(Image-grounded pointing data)
※
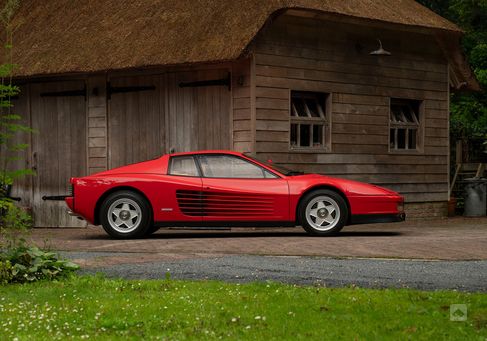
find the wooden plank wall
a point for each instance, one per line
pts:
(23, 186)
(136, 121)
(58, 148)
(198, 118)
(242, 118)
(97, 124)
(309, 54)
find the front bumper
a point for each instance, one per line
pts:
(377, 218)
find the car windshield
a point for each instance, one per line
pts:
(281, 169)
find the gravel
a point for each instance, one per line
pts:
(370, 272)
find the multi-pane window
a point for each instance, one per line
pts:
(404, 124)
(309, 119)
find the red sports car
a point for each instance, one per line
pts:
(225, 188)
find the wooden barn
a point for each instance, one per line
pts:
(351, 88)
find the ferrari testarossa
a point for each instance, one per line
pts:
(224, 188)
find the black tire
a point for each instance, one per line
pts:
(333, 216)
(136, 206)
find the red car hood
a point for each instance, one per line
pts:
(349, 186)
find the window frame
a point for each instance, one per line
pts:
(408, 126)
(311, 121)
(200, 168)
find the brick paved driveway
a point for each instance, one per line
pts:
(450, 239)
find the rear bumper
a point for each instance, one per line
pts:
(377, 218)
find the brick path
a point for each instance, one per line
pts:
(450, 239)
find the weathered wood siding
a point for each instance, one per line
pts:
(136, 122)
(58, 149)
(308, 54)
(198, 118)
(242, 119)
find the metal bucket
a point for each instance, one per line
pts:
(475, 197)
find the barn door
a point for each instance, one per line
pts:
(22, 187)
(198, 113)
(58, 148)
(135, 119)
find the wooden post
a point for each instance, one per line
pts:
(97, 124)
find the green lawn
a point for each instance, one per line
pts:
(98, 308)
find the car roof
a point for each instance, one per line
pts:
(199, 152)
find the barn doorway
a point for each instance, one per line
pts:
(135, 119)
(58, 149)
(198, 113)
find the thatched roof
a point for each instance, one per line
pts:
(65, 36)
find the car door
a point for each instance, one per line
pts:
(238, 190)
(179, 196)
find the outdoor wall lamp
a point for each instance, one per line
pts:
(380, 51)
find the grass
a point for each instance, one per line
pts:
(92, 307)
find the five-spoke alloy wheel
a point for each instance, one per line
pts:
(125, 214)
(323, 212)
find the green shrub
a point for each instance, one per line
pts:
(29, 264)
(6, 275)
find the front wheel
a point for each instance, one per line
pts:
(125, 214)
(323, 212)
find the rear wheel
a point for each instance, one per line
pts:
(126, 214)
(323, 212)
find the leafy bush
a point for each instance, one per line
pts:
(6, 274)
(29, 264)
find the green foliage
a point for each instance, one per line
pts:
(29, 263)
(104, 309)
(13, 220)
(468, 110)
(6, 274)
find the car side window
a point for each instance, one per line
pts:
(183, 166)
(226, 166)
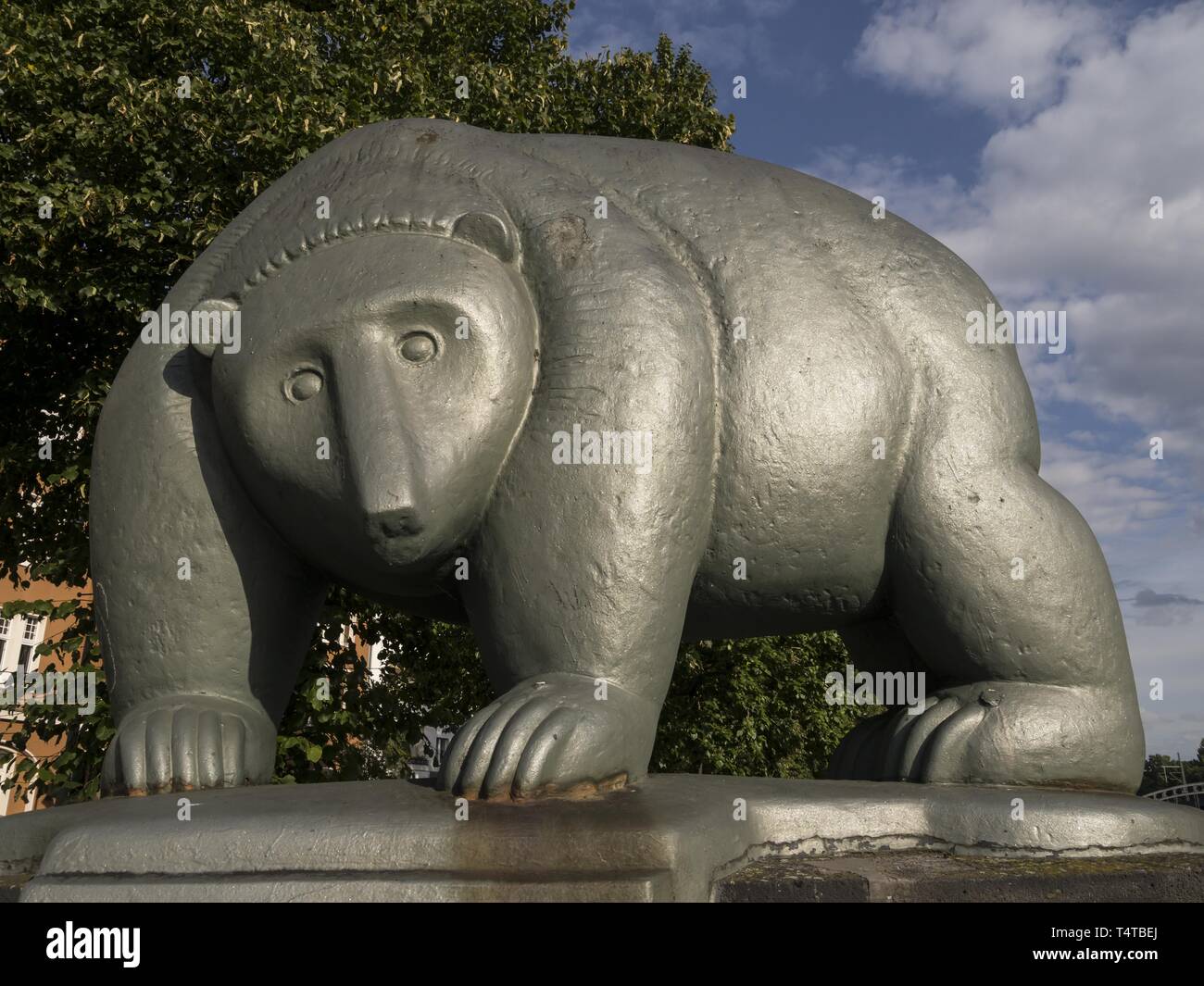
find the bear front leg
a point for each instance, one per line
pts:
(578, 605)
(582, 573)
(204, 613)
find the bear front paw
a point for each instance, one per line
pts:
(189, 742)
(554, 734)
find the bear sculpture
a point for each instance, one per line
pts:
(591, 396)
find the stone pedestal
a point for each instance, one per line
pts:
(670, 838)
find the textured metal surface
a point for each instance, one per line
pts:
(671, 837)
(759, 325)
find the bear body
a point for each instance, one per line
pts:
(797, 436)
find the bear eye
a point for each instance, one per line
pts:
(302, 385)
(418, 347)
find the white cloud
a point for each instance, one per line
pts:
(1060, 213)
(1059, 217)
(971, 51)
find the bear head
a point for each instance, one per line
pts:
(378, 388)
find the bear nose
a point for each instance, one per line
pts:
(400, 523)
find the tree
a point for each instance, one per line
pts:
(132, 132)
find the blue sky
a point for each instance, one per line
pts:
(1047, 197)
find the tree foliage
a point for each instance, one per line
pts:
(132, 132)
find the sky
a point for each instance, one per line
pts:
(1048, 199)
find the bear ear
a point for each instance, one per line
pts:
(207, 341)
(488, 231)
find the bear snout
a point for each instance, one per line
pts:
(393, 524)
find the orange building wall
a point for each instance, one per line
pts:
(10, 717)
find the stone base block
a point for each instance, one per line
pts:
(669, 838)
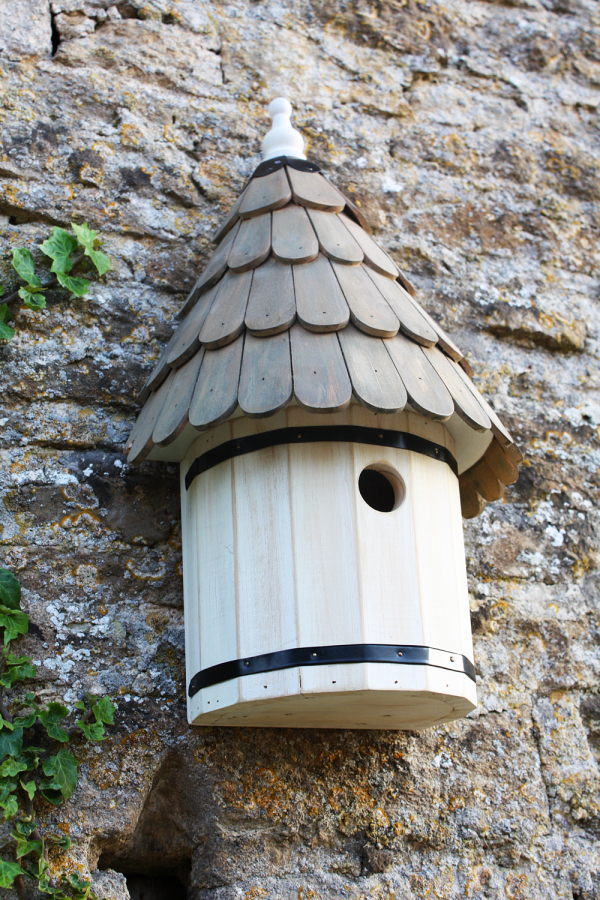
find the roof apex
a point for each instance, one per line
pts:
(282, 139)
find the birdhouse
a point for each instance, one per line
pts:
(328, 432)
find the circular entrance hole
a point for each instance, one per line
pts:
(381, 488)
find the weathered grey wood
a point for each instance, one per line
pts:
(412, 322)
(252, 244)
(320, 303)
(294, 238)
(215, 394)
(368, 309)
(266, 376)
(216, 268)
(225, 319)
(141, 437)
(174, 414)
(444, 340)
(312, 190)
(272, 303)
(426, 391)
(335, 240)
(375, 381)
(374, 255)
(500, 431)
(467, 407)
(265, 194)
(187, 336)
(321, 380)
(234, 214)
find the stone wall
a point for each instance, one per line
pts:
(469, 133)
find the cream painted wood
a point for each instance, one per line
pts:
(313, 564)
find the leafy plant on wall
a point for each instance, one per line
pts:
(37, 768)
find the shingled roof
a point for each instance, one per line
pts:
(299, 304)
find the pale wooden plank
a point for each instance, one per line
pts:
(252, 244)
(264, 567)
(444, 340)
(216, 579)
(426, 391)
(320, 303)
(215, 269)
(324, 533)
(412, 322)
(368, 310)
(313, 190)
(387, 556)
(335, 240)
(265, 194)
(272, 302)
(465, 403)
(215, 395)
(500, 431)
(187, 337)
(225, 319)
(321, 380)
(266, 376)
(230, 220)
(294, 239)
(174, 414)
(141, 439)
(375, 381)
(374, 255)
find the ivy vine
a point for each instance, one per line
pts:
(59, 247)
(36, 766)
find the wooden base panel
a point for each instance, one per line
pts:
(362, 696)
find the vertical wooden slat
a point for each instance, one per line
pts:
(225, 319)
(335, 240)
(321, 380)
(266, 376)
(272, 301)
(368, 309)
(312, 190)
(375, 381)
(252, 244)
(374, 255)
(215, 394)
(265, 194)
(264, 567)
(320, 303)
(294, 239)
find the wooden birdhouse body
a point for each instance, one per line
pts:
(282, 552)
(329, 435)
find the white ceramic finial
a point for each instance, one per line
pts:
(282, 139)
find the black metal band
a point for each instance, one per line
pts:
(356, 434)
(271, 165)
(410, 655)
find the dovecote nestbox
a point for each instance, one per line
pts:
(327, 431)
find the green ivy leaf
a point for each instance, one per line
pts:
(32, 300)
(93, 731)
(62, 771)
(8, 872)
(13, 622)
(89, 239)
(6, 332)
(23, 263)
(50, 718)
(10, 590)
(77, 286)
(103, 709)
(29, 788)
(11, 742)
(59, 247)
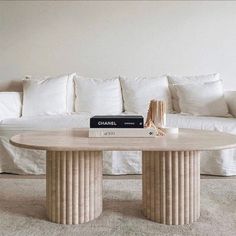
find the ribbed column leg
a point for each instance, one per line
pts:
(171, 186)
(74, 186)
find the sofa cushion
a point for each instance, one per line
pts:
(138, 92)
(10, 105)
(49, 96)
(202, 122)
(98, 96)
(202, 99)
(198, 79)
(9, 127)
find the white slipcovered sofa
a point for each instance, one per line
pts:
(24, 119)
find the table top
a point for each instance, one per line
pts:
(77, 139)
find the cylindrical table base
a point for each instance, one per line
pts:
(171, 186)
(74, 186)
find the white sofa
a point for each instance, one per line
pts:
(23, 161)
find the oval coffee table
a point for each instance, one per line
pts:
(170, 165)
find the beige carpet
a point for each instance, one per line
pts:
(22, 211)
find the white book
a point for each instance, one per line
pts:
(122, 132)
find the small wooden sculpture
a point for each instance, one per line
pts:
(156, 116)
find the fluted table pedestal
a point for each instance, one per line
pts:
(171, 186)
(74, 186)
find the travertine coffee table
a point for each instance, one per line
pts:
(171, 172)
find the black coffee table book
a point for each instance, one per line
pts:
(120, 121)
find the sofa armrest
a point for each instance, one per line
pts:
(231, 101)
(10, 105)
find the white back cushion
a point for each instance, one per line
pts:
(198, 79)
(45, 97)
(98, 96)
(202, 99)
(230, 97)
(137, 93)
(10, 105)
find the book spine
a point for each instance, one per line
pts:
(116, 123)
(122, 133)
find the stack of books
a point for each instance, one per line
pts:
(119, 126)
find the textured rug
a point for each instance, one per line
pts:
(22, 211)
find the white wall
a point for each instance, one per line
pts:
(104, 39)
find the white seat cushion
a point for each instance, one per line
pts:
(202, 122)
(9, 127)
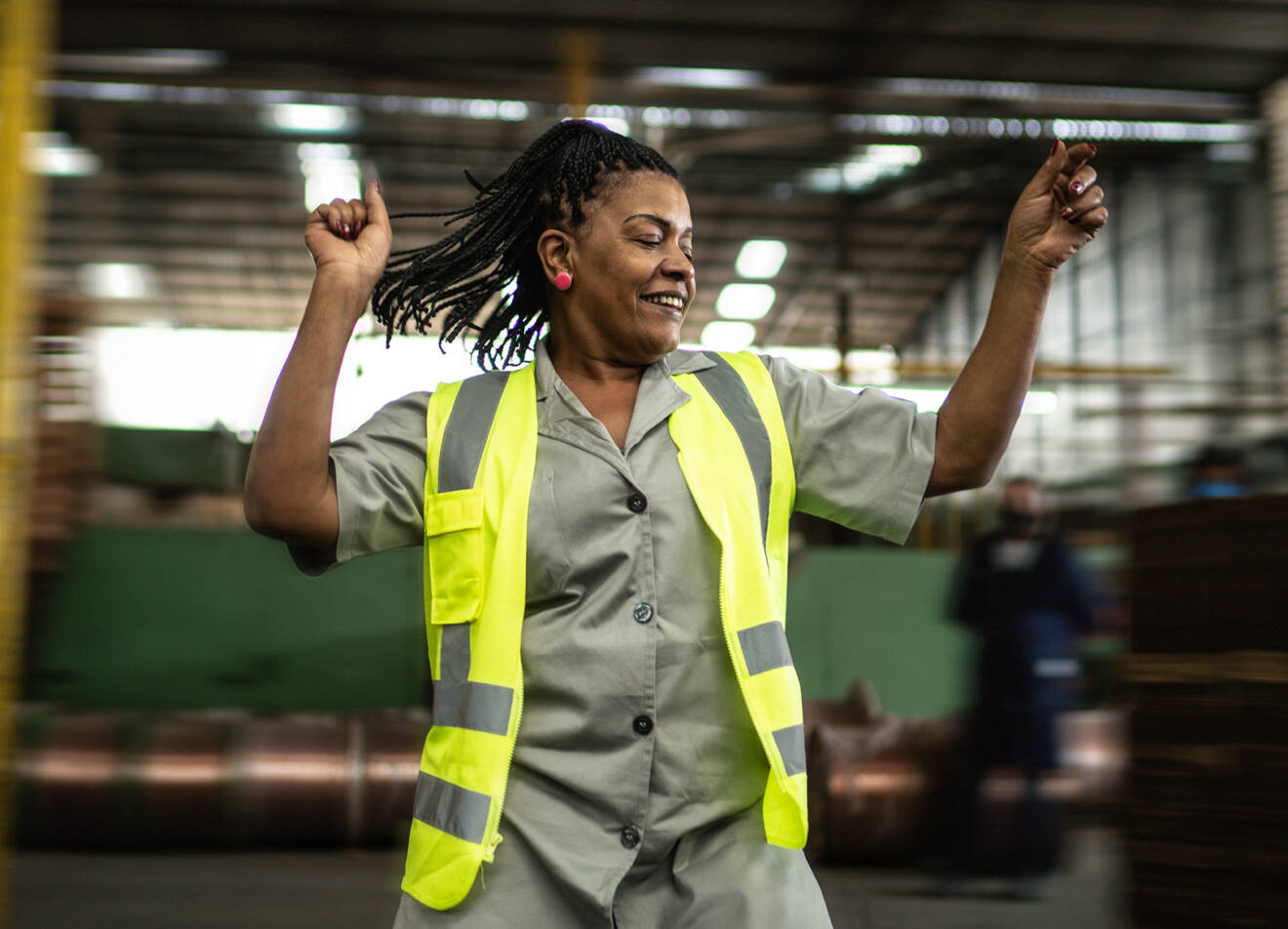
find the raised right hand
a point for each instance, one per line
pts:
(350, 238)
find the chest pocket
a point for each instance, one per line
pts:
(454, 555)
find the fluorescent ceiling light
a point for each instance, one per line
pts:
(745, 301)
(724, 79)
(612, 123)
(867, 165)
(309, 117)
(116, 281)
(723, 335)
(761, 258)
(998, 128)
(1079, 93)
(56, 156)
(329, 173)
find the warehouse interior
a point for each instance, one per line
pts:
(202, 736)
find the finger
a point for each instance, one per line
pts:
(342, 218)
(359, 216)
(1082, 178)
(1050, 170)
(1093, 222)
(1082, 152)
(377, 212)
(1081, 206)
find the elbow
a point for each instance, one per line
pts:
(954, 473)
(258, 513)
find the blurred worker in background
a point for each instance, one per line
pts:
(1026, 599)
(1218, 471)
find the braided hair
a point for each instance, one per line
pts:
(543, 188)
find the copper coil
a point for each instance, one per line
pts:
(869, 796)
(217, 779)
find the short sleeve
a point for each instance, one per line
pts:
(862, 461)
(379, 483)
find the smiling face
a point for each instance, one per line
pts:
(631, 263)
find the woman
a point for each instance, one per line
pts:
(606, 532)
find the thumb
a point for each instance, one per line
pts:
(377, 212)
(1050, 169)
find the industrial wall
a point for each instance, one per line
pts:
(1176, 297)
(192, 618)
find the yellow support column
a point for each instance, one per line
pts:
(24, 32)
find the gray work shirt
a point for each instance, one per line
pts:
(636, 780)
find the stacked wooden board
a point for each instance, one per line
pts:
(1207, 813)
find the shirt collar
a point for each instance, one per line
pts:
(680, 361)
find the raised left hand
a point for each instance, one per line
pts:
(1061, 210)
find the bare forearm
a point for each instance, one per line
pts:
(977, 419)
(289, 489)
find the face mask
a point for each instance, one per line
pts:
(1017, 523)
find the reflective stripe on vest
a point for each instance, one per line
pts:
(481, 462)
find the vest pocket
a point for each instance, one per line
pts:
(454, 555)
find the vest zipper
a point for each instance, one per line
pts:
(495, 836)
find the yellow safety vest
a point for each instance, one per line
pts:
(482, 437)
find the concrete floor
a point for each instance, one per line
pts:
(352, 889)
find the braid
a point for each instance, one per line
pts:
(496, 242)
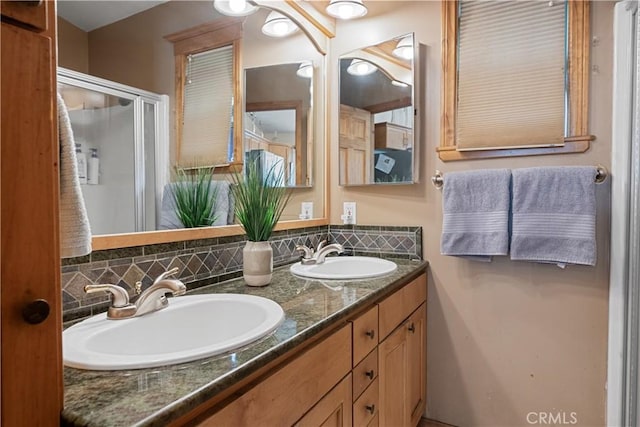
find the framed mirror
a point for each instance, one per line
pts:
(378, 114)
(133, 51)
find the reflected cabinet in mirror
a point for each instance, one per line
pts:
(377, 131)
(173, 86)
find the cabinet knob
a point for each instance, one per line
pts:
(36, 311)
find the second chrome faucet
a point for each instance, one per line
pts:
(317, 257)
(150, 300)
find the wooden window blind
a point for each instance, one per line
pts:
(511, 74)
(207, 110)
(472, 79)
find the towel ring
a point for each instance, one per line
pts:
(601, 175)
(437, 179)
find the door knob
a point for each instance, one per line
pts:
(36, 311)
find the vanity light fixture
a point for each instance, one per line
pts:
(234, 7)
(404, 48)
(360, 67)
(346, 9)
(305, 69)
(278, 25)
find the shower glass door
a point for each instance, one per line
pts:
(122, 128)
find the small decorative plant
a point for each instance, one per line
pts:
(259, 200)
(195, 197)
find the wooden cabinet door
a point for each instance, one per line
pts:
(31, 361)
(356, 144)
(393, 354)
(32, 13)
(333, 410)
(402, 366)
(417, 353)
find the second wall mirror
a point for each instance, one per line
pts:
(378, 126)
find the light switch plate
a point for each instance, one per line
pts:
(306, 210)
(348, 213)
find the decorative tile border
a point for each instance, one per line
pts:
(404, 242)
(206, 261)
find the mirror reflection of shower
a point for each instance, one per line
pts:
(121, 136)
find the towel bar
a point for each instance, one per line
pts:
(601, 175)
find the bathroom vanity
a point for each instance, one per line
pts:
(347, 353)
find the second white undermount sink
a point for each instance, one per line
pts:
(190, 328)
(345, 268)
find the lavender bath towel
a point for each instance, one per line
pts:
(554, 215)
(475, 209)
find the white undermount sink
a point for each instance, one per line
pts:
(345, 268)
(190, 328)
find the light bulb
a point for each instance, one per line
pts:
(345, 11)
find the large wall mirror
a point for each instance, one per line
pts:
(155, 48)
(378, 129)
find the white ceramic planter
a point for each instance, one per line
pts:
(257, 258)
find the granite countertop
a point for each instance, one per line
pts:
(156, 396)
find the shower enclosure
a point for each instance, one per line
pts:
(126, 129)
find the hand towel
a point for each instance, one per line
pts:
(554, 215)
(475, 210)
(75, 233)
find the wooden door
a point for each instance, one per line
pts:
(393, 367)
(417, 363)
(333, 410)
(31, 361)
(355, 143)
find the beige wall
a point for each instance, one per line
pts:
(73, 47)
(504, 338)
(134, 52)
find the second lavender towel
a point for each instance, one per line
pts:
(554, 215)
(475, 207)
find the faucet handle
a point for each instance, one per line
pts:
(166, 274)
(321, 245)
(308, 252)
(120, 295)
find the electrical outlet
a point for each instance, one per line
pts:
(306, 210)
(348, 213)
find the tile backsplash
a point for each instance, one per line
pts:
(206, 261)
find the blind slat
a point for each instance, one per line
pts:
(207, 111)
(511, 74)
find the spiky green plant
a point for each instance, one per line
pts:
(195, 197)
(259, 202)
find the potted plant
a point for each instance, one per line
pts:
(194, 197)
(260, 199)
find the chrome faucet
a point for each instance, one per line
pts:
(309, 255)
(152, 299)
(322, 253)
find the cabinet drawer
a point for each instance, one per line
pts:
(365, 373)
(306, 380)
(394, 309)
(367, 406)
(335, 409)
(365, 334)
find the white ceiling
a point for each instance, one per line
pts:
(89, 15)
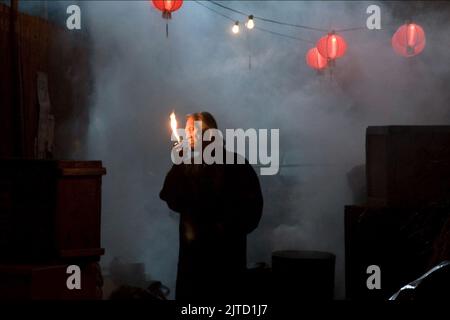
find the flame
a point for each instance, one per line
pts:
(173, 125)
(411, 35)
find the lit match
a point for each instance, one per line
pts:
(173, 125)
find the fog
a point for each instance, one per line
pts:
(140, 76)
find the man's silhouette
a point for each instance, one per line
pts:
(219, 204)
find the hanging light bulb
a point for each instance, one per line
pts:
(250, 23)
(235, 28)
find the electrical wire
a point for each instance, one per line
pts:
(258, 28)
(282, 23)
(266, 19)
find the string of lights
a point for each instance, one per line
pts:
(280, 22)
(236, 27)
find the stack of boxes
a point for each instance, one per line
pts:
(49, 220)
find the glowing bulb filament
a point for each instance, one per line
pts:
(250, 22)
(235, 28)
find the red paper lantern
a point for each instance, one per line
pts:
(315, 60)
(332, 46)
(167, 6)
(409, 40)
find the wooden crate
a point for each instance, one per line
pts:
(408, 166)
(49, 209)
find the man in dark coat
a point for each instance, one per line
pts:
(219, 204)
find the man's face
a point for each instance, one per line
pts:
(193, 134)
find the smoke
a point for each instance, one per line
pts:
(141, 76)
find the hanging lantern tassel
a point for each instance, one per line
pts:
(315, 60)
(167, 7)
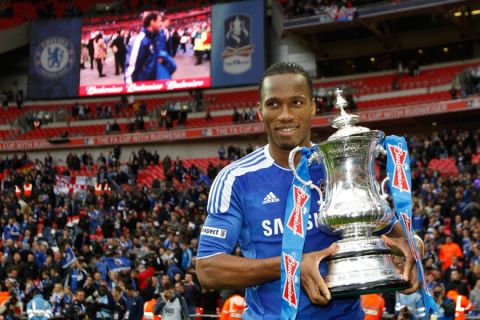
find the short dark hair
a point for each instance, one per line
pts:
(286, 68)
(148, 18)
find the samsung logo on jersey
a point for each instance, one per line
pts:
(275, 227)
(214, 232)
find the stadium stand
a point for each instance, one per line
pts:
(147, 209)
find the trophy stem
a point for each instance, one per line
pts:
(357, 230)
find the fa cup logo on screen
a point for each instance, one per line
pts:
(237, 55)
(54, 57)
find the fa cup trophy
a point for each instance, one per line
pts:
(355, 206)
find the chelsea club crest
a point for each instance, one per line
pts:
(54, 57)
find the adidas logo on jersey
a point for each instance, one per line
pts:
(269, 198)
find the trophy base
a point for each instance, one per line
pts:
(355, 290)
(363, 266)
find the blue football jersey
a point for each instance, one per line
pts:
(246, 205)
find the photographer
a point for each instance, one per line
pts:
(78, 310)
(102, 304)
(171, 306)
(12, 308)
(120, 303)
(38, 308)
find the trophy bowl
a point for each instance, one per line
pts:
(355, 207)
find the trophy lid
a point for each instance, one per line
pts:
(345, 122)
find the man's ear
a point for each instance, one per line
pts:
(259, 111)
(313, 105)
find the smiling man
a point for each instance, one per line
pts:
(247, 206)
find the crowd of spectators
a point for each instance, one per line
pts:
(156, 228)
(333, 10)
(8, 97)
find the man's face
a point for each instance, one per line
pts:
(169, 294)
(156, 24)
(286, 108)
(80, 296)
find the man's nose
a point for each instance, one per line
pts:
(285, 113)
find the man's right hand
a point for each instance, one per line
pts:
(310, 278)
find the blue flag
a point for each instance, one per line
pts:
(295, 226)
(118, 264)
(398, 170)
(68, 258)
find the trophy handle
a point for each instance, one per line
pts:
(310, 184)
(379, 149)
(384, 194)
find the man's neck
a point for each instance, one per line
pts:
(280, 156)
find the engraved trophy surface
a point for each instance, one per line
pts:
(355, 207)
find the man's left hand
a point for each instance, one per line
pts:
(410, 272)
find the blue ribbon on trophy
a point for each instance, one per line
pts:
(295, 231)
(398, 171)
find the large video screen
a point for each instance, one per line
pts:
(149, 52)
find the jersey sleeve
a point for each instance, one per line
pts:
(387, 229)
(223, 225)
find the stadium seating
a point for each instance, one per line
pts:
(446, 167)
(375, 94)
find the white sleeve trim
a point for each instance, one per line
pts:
※
Assignment :: Pull out all lines from the entries above that include the word "black".

Exercise answer ::
find the black tire
find the black metal band
find the black coffee table book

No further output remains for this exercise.